> Activity: Where the data below shows a picture, leave that picture out and copy the rest exactly.

**** Data supplied ****

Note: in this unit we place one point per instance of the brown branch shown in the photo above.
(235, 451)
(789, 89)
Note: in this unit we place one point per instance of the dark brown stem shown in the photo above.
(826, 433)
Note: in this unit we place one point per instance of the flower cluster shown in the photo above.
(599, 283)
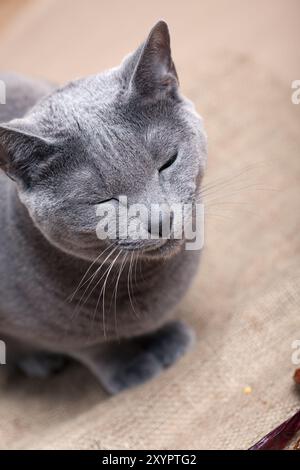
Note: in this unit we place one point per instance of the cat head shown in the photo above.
(125, 132)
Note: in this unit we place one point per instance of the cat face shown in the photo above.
(126, 133)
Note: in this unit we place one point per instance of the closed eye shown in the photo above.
(168, 163)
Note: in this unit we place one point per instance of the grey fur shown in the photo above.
(64, 151)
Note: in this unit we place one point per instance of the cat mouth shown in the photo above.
(155, 248)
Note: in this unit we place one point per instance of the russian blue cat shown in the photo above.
(64, 152)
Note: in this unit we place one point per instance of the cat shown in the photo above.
(63, 152)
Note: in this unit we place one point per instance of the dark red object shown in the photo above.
(279, 437)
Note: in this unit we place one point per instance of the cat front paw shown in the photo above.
(154, 353)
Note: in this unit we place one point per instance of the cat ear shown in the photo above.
(155, 74)
(21, 149)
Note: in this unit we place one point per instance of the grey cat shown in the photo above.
(63, 152)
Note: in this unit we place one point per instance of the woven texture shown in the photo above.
(244, 303)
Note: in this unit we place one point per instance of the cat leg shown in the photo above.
(41, 364)
(119, 366)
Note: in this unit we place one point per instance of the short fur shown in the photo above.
(63, 151)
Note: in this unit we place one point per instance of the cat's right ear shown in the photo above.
(21, 150)
(154, 75)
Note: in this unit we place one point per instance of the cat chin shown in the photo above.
(165, 250)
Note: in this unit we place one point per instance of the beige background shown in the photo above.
(236, 60)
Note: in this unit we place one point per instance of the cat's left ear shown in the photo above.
(22, 149)
(155, 74)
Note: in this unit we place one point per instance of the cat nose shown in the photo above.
(157, 227)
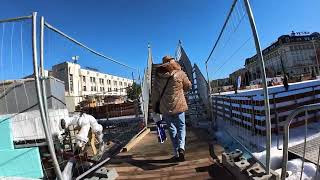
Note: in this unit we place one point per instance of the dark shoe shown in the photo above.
(181, 155)
(174, 159)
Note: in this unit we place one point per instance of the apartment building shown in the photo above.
(81, 82)
(296, 54)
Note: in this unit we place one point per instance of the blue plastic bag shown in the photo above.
(161, 132)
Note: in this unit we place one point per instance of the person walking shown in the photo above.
(168, 98)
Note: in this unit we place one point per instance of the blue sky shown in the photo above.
(122, 28)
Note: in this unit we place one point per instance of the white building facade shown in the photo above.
(294, 54)
(80, 82)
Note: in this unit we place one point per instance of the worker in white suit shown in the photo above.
(85, 122)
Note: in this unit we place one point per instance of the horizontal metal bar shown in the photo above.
(246, 149)
(86, 47)
(15, 19)
(223, 27)
(30, 145)
(287, 123)
(92, 169)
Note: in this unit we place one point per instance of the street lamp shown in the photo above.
(75, 58)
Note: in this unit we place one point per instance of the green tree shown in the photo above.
(134, 91)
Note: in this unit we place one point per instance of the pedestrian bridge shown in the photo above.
(242, 135)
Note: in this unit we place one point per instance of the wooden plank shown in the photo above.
(135, 140)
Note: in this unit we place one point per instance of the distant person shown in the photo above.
(85, 122)
(285, 82)
(168, 95)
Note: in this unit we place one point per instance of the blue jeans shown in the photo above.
(177, 130)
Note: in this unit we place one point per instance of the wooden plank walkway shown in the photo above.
(312, 150)
(150, 160)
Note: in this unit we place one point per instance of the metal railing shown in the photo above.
(303, 109)
(17, 113)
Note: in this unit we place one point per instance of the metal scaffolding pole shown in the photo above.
(42, 73)
(264, 82)
(210, 99)
(38, 89)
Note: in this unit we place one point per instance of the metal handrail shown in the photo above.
(287, 124)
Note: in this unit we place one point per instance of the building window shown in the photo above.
(101, 81)
(92, 79)
(71, 82)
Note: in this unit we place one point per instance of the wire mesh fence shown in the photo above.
(245, 116)
(109, 94)
(47, 109)
(22, 118)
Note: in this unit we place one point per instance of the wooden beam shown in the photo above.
(135, 140)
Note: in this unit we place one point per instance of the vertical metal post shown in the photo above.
(277, 119)
(42, 73)
(253, 117)
(38, 89)
(209, 96)
(315, 52)
(264, 81)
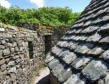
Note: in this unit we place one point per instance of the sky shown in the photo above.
(75, 5)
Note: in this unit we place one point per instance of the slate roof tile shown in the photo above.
(84, 49)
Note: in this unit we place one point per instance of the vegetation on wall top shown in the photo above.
(46, 15)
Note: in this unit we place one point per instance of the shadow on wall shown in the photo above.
(45, 80)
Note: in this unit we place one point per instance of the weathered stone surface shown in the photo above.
(96, 37)
(95, 70)
(80, 63)
(49, 58)
(105, 39)
(68, 56)
(105, 55)
(6, 51)
(74, 79)
(14, 55)
(96, 51)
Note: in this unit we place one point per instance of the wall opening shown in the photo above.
(47, 43)
(30, 46)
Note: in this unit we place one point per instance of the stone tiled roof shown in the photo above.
(82, 55)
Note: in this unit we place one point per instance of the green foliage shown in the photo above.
(46, 15)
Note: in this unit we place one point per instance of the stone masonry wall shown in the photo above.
(52, 34)
(21, 55)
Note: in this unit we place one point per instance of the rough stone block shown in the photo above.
(95, 70)
(74, 79)
(6, 51)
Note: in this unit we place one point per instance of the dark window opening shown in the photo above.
(47, 43)
(30, 46)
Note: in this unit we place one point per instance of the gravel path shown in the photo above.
(43, 77)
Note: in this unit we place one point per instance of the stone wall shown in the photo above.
(21, 54)
(51, 34)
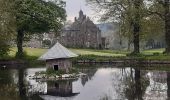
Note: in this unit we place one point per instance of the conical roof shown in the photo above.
(56, 52)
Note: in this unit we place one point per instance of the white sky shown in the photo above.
(73, 7)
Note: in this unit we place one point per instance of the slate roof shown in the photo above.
(56, 52)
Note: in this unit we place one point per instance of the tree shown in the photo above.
(37, 16)
(161, 8)
(7, 26)
(122, 11)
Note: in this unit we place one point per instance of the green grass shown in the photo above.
(152, 51)
(32, 52)
(152, 54)
(98, 52)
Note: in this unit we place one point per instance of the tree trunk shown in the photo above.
(167, 26)
(168, 84)
(22, 88)
(136, 26)
(20, 37)
(138, 89)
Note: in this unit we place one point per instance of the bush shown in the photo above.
(4, 48)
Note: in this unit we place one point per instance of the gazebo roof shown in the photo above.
(56, 52)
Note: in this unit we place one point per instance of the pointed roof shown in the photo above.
(56, 52)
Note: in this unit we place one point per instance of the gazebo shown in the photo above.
(58, 58)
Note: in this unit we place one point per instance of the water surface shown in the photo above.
(101, 83)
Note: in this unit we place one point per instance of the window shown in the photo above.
(56, 67)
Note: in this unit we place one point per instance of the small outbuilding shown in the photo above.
(58, 58)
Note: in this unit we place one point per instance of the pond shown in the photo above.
(101, 83)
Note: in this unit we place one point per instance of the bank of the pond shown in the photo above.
(153, 56)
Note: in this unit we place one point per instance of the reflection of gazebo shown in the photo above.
(160, 77)
(60, 88)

****

> Reply:
Note: in this unit we place one point per instance of the brown branch shown in the photo above.
(235, 451)
(789, 89)
Note: in this unit we place one point per instance of the dark brown stem shown in the photo above.
(826, 433)
Note: in this unit we place one point per instance of the flower cluster shown in the photo above.
(599, 283)
Note: in this unit we place one point per instance of the cat head shown in the photo above.
(125, 132)
Note: in this unit we place one point per instance of the cat face shown in the photo above.
(126, 133)
Note: in this unit we place one point per instance of the closed eye shown in the photo above.
(168, 163)
Note: in this unit we place one point per instance of the grey fur shown in the photo above.
(64, 151)
Note: in this unit we place one point per instance of the cat mouth shown in the photo above.
(155, 248)
Note: in this unit we place one point per instance of the russian blue cat shown in the photo above.
(64, 152)
Note: in this unit we place one point per instance of the cat shown in the photo above.
(63, 152)
Note: in this unit we place one point per instance of the dark red object shown in the photo above.
(279, 437)
Note: in this unit we place one point per instance of the cat front paw shown in the photo above.
(154, 353)
Note: in this unit we place one point per instance of the cat ear shown in the photo above.
(155, 74)
(21, 149)
Note: in this unit we place one point per instance of the grey cat shown in the photo above.
(63, 152)
Note: in this unit we place one point per instance of the woven texture shown in the photo above.
(244, 303)
Note: in this unit we place one point per instance of the cat leg shown in the photo above.
(41, 364)
(119, 366)
Note: in this unit we place one point per instance of the short fur shown in the photo above.
(63, 151)
Note: in this unit we place one point per instance of the cat's right ear shown in the photo above.
(21, 150)
(154, 75)
Note: in this unit we place one point per instance of the cat chin shown in the photo above.
(165, 250)
Note: in this unit we place one point per instance of the beige background shown in the photo above.
(236, 60)
Note: in this unit we place one point per instance of the cat's left ear shown in the photo above.
(22, 149)
(155, 74)
Note: in this unit we place one point per instance of the cat nose shown in the photo above.
(157, 227)
Note: in this unit we place one point per instance of the dark shoe shown in the photo above.
(181, 155)
(174, 159)
Note: in this unit we place one point per instance of the apartment building shown in the photo above.
(81, 82)
(296, 54)
Note: in this unit we place one point per instance of the blue plastic bag shown in the photo above.
(161, 132)
Note: in this unit we place one point per instance of the person walking shown in the photo above.
(168, 98)
Note: in this unit we place one point per instance of the blue sky shown in the photo above.
(122, 28)
Note: in this unit we place one point per instance of the white building facade shown in the photo above.
(294, 54)
(80, 82)
Note: in this unit we place one point per instance of the worker in white suit shown in the photo above.
(85, 122)
Note: in this unit we place one point per instance of the horizontal metal bar shown in the photo above.
(246, 149)
(86, 47)
(15, 19)
(223, 27)
(30, 145)
(287, 123)
(92, 169)
Note: in this unit we place one point per instance of the street lamp shown in the photo above.
(75, 58)
Note: in this unit we place one point per instance of the green tree shown in the photo above.
(134, 91)
Note: in this unit we place one point per instance of the pedestrian bridge shown in the photo above.
(242, 135)
Note: in this unit we place one point per instance of the wooden plank shown in the photo above.
(135, 140)
Note: in this unit we place one point per instance of the distant person shown in the photo above.
(85, 122)
(285, 82)
(168, 95)
Note: in this unit we place one point per instance of the blue jeans shown in the photo above.
(177, 130)
Note: in this unit we place one point per instance of the wooden plank walkway shown in the photo above.
(312, 150)
(150, 160)
Note: in this unit we place one point per instance of the metal railing shown in the photo above.
(303, 109)
(17, 113)
Note: in this unit we place one point per instance of the metal scaffolding pole shown in the photo above.
(42, 73)
(264, 82)
(210, 99)
(38, 89)
Note: in this unit we place one point per instance of the metal handrail shown in the photo above.
(287, 124)
Note: in this unit we place one point per instance of the building window shown in the photo above.
(101, 81)
(92, 79)
(71, 82)
Note: in this unit we place one point per instance of the wire mesh fence shown in the photo above.
(245, 116)
(109, 94)
(47, 109)
(22, 118)
Note: in this unit we place one point per instance of the wooden beam shown in the photo above.
(135, 140)
Note: in this unit we place one point per instance of the vertical metal post shown in the photo above.
(277, 119)
(42, 73)
(253, 117)
(38, 89)
(209, 96)
(315, 52)
(264, 81)
Note: in this unit we place one point per instance of the sky shown in the photo above.
(75, 5)
Note: in this unit we place one point per instance of the slate roof tile shown in the photo above.
(84, 49)
Note: in this unit we place one point per instance of the vegetation on wall top shown in the photo above.
(46, 15)
Note: in this unit we place one point per instance of the shadow on wall shown in the photo above.
(45, 80)
Note: in this unit we place one point per instance of the weathered stone surface shown in the photo above.
(96, 37)
(95, 70)
(80, 63)
(49, 58)
(105, 39)
(68, 56)
(105, 55)
(6, 51)
(74, 79)
(14, 55)
(96, 51)
Note: in this unit we place one point per instance of the wall opening shown in the photo above.
(47, 43)
(30, 46)
Note: in this unit we place one point per instance of the stone tiled roof shown in the photo above.
(82, 55)
Note: in this unit we place one point per instance of the green foliage shown in the photo above.
(46, 15)
Note: in this unit we place one point per instance of the stone masonry wall shown in the photo above.
(52, 34)
(21, 55)
Note: in this unit we place one point per instance of the rough stone block shown in the photo above.
(95, 70)
(74, 79)
(6, 51)
Note: in this unit we place one point per instance of the dark window opening shown in the photo above.
(47, 43)
(30, 46)
Note: in this unit we place one point per instance of the gravel path shown in the photo above.
(43, 77)
Note: in this unit we place one point per instance of the stone wall shown in the photo above.
(21, 54)
(51, 34)
Note: in this unit we place one point per instance of the conical roof shown in the photo above.
(56, 52)
Note: in this unit we place one point per instance of the white sky shown in the photo above.
(73, 7)
Note: in this unit we place one point per instance of the slate roof shown in the photo above.
(56, 52)
Note: in this unit we place one point per instance of the tree shown in the photo above.
(37, 16)
(161, 8)
(7, 26)
(122, 11)
Note: in this unit we place one point per instance of the green grass shown in the photo above.
(152, 51)
(32, 52)
(152, 54)
(98, 52)
Note: in this unit we place one point per instance of the tree trunk shown in the photo above.
(167, 26)
(168, 84)
(22, 88)
(136, 26)
(20, 37)
(138, 89)
Note: in this unit we place one point per instance of the bush shown in the photo above.
(4, 48)
Note: in this unit we place one point per instance of the gazebo roof shown in the photo above.
(56, 52)
Note: in this unit we place one point per instance of the pointed roof shown in the photo above.
(56, 52)
Note: in this unit we place one point per instance of the gazebo shown in the photo above.
(58, 58)
Note: in this unit we place one point per instance of the water surface shown in the photo above.
(101, 83)
Note: in this unit we place one point per instance of the window shown in the photo above.
(56, 67)
Note: in this unit we place one point per instance of the small outbuilding shown in the photo above.
(58, 58)
Note: in this unit we place one point per instance of the pond shown in the photo above.
(101, 83)
Note: in this unit we place one point per instance of the bank of the pond shown in the photo above.
(153, 56)
Note: in this unit we place one point per instance of the reflection of gazebo shown in the photo above.
(160, 77)
(60, 88)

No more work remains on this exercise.